§ REQUEST
Add 64 to every coordinate in the answers, and write out again the lines from the one containing "[locate] blue sky" through the end of the data below, inclusive, keeping the requests in those lines unchanged.
========
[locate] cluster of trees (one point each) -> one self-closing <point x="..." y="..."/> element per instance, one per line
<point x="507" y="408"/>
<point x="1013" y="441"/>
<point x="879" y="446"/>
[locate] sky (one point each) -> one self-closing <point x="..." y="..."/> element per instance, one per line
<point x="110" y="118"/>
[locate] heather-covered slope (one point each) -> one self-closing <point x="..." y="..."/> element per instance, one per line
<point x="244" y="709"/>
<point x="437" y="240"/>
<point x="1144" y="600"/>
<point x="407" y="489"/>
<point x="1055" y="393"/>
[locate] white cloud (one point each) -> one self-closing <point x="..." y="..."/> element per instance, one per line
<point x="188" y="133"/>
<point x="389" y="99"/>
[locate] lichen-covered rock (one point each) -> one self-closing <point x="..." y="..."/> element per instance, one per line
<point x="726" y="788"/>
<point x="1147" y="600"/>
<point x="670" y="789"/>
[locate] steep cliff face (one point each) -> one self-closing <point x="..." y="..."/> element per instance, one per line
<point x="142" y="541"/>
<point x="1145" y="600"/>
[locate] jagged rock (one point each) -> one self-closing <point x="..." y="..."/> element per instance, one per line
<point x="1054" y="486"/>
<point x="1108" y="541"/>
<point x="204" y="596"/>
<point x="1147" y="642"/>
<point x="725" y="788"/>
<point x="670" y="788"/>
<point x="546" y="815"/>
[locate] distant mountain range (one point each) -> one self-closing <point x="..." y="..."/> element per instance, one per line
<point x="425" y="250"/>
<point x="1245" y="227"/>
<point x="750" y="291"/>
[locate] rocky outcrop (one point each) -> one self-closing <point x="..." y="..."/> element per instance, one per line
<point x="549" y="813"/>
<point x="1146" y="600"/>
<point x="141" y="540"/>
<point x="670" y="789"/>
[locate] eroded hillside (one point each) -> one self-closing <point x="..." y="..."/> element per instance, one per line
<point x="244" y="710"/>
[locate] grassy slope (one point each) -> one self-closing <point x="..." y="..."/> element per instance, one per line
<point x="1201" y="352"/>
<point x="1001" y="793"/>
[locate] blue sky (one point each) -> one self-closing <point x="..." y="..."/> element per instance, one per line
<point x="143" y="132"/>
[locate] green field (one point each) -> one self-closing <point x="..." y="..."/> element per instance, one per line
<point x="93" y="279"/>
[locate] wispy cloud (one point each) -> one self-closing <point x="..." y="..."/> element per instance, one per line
========
§ RESPONSE BELOW
[locate] blue sky (one point each) -> one self-closing <point x="..." y="..."/> element per instance, one per line
<point x="207" y="196"/>
[locate] green field (one point each) -> one self-closing <point x="..." y="..."/> element per instance, one per line
<point x="157" y="343"/>
[locate] wispy cloud (one point each) -> one self-closing <point x="..." y="..."/> element per instance, one per line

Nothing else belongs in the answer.